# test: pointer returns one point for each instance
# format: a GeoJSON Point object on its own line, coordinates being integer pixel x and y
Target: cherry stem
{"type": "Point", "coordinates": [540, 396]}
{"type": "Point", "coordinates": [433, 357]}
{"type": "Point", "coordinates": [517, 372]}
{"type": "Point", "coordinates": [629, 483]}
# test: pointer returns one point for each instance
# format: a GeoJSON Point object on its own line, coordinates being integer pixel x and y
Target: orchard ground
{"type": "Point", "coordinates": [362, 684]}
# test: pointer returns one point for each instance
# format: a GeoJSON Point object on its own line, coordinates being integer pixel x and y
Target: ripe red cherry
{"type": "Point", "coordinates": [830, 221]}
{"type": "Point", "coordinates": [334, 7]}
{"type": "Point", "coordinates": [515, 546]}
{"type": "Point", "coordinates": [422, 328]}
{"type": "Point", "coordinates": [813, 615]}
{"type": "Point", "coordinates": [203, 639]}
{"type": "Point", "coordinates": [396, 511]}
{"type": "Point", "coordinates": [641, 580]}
* * * * * * *
> **Goal**: Convert the listing above into a JSON array of strings with one string per line, omitting any blank lines.

> **Result for this task**:
[
  "# test: pointer returns one point for each instance",
  "# format: a GeoJSON Point object on its own line, coordinates being integer pixel x and y",
  "Target: cherry stem",
  "{\"type\": \"Point\", \"coordinates\": [540, 396]}",
  "{\"type\": \"Point\", \"coordinates\": [433, 357]}",
  "{\"type\": \"Point\", \"coordinates\": [517, 372]}",
  "{\"type\": \"Point\", \"coordinates\": [629, 483]}",
  "# test: pointer returns one point for each instance",
  "# format: a GeoJSON Point object on its own line, coordinates being integer pixel x and y",
  "Target: orchard ground",
  "{\"type\": \"Point\", \"coordinates\": [362, 684]}",
  "# test: pointer returns one point for each instance",
  "# format: a GeoJSON Point object on its own line, coordinates being integer pixel x and y",
  "Target: ripe red cherry",
  "{\"type\": \"Point\", \"coordinates\": [830, 221]}",
  "{\"type\": \"Point\", \"coordinates\": [334, 7]}",
  "{\"type\": \"Point\", \"coordinates\": [515, 546]}",
  "{\"type\": \"Point\", \"coordinates\": [422, 328]}",
  "{\"type\": \"Point\", \"coordinates\": [813, 615]}",
  "{\"type\": \"Point\", \"coordinates\": [203, 639]}",
  "{\"type\": \"Point\", \"coordinates\": [396, 511]}",
  "{\"type\": \"Point\", \"coordinates\": [641, 580]}"
]